▸ SHORT PROBLEM: Reproduce the line that contains "Wildlife-survey input: mark every instance of the shoreline" and every line after it through the end of the records, exactly, with nothing added.

Point-based annotation data

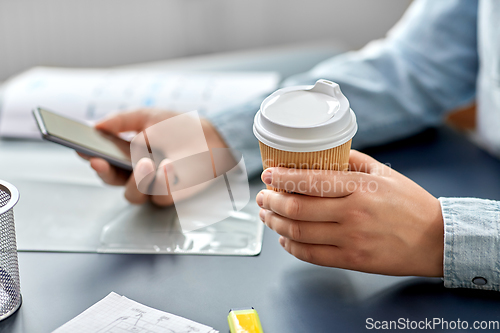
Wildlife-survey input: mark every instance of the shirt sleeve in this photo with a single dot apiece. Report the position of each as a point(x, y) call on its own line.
point(397, 86)
point(472, 243)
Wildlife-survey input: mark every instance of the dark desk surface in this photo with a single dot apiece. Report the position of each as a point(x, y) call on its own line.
point(290, 295)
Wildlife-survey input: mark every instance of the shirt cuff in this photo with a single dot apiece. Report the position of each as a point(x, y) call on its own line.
point(471, 243)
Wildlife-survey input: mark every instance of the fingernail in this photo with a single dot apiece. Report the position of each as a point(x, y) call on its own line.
point(144, 168)
point(260, 199)
point(262, 215)
point(267, 176)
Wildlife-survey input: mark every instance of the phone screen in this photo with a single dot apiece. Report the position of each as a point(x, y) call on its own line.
point(85, 136)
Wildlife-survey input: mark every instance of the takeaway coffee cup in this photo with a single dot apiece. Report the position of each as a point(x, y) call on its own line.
point(306, 127)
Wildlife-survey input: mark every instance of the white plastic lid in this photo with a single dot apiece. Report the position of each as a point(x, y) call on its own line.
point(305, 118)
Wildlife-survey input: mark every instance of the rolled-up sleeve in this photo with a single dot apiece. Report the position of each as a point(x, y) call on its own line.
point(472, 243)
point(397, 86)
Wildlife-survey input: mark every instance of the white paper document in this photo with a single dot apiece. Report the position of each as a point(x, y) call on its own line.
point(90, 94)
point(118, 314)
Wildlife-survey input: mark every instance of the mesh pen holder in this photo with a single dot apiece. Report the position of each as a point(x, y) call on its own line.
point(10, 292)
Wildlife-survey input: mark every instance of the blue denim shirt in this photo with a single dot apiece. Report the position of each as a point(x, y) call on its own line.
point(440, 56)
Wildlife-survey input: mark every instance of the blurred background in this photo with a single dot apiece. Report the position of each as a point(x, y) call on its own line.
point(96, 33)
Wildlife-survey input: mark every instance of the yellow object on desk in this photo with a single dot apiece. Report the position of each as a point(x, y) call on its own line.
point(244, 321)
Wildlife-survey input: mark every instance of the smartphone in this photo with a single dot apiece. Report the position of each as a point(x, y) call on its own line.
point(83, 138)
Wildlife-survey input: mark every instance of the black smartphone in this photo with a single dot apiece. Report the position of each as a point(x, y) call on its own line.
point(83, 138)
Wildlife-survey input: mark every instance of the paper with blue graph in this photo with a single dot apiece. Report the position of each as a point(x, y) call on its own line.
point(118, 314)
point(90, 94)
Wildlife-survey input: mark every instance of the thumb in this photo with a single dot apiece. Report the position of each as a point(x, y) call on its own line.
point(360, 162)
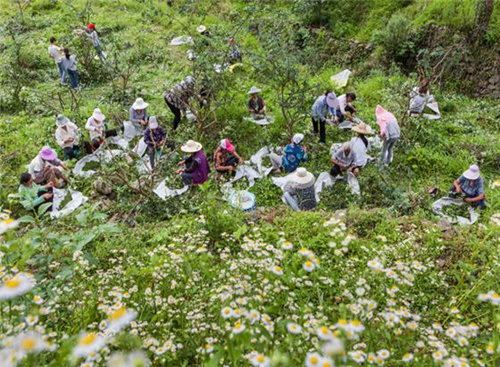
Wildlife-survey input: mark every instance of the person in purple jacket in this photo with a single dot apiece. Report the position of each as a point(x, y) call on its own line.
point(196, 165)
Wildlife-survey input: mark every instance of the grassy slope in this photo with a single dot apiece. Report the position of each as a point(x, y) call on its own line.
point(430, 153)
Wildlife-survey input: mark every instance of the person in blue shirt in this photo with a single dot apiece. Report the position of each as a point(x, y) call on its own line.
point(293, 155)
point(324, 105)
point(471, 187)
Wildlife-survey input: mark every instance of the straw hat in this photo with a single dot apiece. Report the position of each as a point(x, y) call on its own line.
point(153, 122)
point(472, 173)
point(191, 146)
point(98, 115)
point(61, 121)
point(363, 128)
point(254, 90)
point(332, 101)
point(139, 104)
point(302, 178)
point(47, 154)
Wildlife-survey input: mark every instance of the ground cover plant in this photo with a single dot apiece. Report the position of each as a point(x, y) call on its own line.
point(132, 280)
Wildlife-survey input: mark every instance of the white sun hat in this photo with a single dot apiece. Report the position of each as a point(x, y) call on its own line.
point(139, 104)
point(191, 146)
point(61, 120)
point(302, 178)
point(472, 173)
point(153, 122)
point(254, 90)
point(98, 115)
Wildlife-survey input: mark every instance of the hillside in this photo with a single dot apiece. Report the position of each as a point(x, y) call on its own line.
point(190, 280)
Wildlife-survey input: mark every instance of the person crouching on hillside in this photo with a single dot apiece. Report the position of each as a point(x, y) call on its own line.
point(226, 159)
point(31, 195)
point(196, 165)
point(471, 187)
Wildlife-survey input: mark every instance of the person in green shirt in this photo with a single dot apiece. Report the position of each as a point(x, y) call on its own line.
point(32, 195)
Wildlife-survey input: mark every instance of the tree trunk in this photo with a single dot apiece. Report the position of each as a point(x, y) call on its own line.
point(483, 16)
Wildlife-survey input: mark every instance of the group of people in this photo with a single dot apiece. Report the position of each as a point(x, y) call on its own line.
point(46, 171)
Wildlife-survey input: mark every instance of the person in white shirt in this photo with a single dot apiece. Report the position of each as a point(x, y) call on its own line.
point(360, 146)
point(97, 130)
point(69, 62)
point(67, 134)
point(55, 54)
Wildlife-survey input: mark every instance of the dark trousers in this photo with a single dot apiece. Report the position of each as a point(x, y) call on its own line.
point(176, 112)
point(230, 161)
point(71, 152)
point(481, 204)
point(73, 78)
point(322, 129)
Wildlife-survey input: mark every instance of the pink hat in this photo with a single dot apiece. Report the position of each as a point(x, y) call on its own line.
point(47, 154)
point(226, 144)
point(383, 117)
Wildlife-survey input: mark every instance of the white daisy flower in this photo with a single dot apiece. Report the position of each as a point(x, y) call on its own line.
point(88, 343)
point(16, 286)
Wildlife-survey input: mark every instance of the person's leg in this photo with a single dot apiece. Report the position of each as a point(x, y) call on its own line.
point(322, 131)
point(151, 154)
point(315, 125)
point(187, 178)
point(62, 72)
point(335, 171)
point(276, 160)
point(290, 200)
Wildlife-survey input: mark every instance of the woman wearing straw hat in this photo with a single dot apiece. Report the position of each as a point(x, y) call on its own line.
point(299, 192)
point(138, 114)
point(256, 104)
point(196, 165)
point(471, 187)
point(97, 129)
point(67, 134)
point(389, 131)
point(46, 168)
point(360, 146)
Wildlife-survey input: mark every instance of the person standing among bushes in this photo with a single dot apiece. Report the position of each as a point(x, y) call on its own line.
point(97, 130)
point(226, 159)
point(294, 154)
point(300, 193)
point(55, 52)
point(471, 187)
point(178, 98)
point(324, 104)
point(154, 137)
point(389, 131)
point(67, 137)
point(69, 63)
point(96, 42)
point(196, 164)
point(31, 195)
point(360, 146)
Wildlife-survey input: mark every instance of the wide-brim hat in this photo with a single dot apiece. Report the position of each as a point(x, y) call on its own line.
point(98, 115)
point(302, 178)
point(139, 104)
point(61, 121)
point(332, 100)
point(191, 146)
point(153, 122)
point(362, 128)
point(47, 154)
point(472, 173)
point(254, 90)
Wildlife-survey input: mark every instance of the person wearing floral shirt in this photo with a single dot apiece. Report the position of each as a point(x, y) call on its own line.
point(294, 154)
point(154, 137)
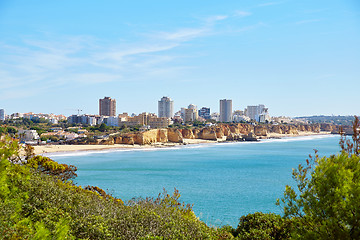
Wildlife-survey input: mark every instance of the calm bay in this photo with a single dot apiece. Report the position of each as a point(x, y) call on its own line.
point(224, 181)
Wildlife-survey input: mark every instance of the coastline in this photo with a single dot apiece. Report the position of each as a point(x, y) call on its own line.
point(49, 149)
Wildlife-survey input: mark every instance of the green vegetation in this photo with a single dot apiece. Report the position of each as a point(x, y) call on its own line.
point(38, 200)
point(337, 120)
point(326, 203)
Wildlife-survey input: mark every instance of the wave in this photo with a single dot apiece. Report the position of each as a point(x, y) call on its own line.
point(189, 146)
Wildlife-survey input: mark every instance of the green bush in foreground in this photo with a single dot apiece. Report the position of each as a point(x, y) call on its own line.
point(38, 201)
point(326, 203)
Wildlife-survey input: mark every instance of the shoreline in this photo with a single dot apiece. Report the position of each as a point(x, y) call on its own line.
point(50, 149)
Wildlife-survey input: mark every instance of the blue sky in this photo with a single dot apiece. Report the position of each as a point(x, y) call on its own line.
point(296, 57)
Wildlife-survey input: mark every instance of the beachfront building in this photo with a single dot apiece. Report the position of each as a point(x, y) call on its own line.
point(225, 110)
point(204, 112)
point(253, 112)
point(190, 114)
point(166, 107)
point(264, 116)
point(107, 107)
point(145, 119)
point(215, 116)
point(83, 119)
point(2, 115)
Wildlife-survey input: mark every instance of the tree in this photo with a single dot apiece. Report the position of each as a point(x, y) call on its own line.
point(326, 203)
point(48, 166)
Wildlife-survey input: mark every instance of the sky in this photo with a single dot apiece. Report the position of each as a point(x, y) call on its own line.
point(298, 58)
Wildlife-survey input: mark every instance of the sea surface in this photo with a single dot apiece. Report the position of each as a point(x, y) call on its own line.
point(224, 181)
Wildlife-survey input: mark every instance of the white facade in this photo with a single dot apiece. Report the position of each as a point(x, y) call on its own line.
point(2, 115)
point(215, 116)
point(253, 112)
point(240, 118)
point(225, 110)
point(28, 135)
point(166, 107)
point(113, 121)
point(191, 114)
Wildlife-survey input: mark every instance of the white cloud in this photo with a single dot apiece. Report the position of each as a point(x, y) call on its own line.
point(241, 13)
point(307, 21)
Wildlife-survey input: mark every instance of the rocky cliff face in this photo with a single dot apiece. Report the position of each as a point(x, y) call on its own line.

▸ OUTPUT OF THE TASK:
Wildlife-survey input: mark every instance of the shoreline in this photo with a single dot apiece. Report the position of each as a point(x, y) call on its own line.
point(50, 149)
Wildlife-survey input: mark every instance of the blue sky in this photo with a single dot apiece. Report the position of each as a point(x, y) call on its own line.
point(296, 57)
Wildlife-survey input: mark every instance of the beachfront building in this photo with a single dot apiece. Report the position of each as a point(x, y) call on its own line.
point(225, 110)
point(204, 112)
point(253, 112)
point(190, 114)
point(166, 107)
point(264, 116)
point(107, 107)
point(145, 119)
point(215, 116)
point(83, 119)
point(2, 115)
Wildlife-survey input: mark every instance of the tree in this photo with a single dot apiece. Report the position of each as a point(x, y) call on its own line.
point(326, 203)
point(48, 166)
Wildlife-survey input: mark every instance of the sky in this photo with a single dot apiece. Report the position of each as a point(x, y) call on its own line.
point(298, 58)
Wildlife-survey input: mark every instance of the sea surface in this photo with a single dot apiece. Report the position of each as a point(x, y) call on its own line.
point(224, 181)
Wildlife-survey input: mark every instance of the white facade in this photo with a single dot apiece. Report the position of each as a point(x, y) call on its own line.
point(2, 115)
point(215, 116)
point(253, 112)
point(240, 118)
point(225, 110)
point(28, 135)
point(166, 107)
point(113, 121)
point(191, 114)
Wildlife-survey input: mark every instance of the white cloud in this photo with a single dot apiece. Report the position of each as a point(x, y) call on its own line.
point(241, 13)
point(307, 21)
Wildlife-survey input: mark every instance of the rocky cliff face in this photo with a single dot apiece. Report the position of each as a point(x, y) call on its own line.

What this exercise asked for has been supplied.